## Document excerpt:
Laser-scanning confocal microscope
Chondrocytes were fixed in 4% paraformaldehyde after harvesting. For staining of the endogenous LC-3B proteins, the cells were incubated with anti-LC-3B antibody (dilution, 1:200) followed by Cy3-conjugated secondary antibody (Merck KGaA) as described previously (18). The cells were stained with 50 mg/ml 4′,6-diamidino-2-phenylindole (Sigma-Aldrich; Merck KGaA) to visualize the nuclei simultaneously at room temperature for 5 min (18). The stained cells were finally visualized under a confocal microscope (Leica TCS SP2 SE; Leica Microsystems GmbH, Wetzlar, Germany).
Statistical analysis
Experimental data were formulated as the means ± standard error of the mean of three independent samples. Statistical analyses were performed with GraphPad Prism 5 software (GraphPad Software, Inc., La Jolla, CA, USA), using one-way ANOVA. P<0.05 was considered to indicate a statistically significant difference.

## Given information:
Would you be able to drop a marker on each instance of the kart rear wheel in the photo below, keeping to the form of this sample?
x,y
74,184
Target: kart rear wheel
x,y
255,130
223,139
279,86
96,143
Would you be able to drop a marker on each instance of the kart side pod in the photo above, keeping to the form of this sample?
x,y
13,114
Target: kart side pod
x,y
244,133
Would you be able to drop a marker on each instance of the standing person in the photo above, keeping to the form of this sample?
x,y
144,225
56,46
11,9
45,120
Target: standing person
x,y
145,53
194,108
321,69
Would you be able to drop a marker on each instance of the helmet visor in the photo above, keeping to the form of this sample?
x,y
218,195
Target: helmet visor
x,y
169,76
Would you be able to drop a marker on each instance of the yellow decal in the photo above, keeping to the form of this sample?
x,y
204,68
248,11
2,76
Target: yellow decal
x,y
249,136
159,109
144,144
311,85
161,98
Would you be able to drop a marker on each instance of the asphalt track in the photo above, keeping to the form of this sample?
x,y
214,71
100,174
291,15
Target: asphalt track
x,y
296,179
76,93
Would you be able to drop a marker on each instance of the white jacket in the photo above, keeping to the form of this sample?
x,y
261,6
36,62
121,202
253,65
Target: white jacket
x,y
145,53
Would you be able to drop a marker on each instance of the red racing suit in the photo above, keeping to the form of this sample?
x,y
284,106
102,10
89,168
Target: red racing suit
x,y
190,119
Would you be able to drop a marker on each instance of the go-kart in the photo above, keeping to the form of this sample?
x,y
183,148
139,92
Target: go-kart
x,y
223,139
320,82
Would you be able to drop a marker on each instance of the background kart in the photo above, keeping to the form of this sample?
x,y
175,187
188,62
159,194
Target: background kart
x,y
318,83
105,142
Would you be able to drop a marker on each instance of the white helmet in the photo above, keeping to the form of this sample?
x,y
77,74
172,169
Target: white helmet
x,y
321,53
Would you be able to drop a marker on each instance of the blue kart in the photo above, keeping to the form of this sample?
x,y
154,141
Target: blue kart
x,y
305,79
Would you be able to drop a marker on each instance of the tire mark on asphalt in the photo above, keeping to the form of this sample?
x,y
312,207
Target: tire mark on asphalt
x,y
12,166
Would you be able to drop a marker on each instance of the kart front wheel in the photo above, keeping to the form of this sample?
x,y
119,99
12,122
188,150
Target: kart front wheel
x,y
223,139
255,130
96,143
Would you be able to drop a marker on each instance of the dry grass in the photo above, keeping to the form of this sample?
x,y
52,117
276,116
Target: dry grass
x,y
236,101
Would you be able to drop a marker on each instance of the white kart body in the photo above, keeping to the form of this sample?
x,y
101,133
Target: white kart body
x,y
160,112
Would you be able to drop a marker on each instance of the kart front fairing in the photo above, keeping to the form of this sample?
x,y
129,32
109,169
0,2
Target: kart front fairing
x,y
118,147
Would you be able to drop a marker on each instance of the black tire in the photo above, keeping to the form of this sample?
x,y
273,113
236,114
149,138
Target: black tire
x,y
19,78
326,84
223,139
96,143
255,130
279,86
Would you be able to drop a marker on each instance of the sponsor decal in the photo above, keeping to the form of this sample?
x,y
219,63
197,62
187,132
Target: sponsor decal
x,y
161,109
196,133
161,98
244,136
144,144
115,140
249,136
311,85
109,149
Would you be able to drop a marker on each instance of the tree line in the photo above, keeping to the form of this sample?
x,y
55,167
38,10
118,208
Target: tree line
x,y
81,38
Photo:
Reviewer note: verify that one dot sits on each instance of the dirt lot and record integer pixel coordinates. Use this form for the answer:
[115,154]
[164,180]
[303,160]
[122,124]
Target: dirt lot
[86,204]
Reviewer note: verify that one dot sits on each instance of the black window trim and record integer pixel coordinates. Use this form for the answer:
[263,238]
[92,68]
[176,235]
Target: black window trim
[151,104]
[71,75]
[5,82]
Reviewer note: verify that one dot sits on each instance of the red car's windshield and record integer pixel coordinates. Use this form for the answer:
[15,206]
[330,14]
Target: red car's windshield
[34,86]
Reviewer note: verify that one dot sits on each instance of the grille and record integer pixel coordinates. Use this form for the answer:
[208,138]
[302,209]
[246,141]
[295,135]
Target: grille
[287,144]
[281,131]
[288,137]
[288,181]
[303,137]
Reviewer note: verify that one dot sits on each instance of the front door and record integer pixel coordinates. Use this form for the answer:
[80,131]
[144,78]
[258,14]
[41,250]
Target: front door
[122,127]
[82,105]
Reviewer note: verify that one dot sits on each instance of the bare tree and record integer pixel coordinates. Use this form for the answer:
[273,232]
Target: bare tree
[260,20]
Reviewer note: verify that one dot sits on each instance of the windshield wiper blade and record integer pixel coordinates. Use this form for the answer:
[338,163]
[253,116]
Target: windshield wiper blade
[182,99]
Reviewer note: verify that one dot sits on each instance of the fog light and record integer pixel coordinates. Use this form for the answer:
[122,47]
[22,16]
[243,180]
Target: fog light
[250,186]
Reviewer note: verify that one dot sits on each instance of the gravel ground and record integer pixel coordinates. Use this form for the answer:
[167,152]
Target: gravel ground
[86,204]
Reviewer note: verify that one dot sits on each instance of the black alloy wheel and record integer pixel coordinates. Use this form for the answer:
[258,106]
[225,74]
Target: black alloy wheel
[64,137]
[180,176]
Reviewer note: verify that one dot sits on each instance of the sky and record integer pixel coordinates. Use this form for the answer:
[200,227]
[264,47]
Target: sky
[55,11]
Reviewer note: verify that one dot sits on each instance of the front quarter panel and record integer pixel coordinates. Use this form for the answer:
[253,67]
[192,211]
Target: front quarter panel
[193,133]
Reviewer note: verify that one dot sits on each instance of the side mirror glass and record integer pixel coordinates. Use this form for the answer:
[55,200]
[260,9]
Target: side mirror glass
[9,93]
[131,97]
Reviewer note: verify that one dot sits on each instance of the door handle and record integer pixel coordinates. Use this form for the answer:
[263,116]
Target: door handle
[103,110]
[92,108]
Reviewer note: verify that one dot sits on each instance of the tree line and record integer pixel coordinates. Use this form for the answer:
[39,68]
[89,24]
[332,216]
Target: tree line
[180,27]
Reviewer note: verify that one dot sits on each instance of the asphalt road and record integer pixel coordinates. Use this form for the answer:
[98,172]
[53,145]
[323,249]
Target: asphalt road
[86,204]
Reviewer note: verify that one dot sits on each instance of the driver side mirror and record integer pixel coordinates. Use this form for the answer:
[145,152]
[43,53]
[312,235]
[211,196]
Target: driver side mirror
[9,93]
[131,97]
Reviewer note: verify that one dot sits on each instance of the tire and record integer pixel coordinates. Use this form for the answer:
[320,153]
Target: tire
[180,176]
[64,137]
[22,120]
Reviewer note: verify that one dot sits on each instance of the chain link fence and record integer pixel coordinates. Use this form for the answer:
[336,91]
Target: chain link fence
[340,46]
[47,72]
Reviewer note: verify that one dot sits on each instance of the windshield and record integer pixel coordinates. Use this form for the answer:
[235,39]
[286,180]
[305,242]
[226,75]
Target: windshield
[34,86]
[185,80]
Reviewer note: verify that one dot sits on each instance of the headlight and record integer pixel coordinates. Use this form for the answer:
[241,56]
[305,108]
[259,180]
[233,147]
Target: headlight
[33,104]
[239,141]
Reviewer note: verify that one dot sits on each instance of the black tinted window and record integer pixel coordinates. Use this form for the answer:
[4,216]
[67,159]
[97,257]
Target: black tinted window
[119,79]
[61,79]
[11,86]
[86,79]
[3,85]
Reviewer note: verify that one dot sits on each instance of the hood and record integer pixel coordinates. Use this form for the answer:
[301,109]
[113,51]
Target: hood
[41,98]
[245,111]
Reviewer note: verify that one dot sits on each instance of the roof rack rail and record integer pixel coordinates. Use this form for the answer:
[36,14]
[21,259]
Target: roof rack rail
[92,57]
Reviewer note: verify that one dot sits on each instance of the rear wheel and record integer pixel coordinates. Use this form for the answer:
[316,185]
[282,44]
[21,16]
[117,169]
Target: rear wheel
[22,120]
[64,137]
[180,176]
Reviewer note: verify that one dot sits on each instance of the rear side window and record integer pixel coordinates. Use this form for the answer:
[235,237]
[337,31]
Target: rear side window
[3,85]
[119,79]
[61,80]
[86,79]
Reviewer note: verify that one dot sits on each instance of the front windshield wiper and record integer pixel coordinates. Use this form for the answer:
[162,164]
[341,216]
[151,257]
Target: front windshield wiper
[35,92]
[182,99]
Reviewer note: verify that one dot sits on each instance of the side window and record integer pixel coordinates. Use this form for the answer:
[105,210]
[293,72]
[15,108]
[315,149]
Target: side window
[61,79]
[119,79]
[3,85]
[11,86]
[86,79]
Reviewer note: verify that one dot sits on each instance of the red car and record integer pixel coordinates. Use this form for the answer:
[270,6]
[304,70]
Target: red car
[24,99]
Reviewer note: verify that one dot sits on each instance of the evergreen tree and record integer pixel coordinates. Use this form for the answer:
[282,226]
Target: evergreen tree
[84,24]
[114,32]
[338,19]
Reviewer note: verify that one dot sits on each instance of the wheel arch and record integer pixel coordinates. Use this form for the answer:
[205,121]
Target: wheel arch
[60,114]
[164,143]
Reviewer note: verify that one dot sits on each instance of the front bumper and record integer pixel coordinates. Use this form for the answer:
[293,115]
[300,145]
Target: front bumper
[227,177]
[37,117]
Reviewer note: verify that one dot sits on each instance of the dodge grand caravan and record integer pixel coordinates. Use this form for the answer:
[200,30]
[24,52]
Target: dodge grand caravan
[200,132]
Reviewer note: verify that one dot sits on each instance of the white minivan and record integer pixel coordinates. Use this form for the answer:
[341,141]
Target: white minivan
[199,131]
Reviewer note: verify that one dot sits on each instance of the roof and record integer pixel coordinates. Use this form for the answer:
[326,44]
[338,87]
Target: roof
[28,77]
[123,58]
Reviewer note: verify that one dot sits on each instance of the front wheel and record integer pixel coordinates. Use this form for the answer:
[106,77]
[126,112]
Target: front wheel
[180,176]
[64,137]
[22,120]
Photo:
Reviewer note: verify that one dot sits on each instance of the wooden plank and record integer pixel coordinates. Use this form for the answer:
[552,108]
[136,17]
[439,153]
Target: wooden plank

## To do:
Reproduce the lab methods passage word for word from "Statistical analysis" to "statistically significant difference.". The rows come from a separate source unrelated to the text.

## Written response:
Statistical analysis
Experimental data were formulated as the means ± standard error of the mean of three independent samples. Statistical analyses were performed with GraphPad Prism 5 software (GraphPad Software, Inc., La Jolla, CA, USA), using one-way ANOVA. P<0.05 was considered to indicate a statistically significant difference.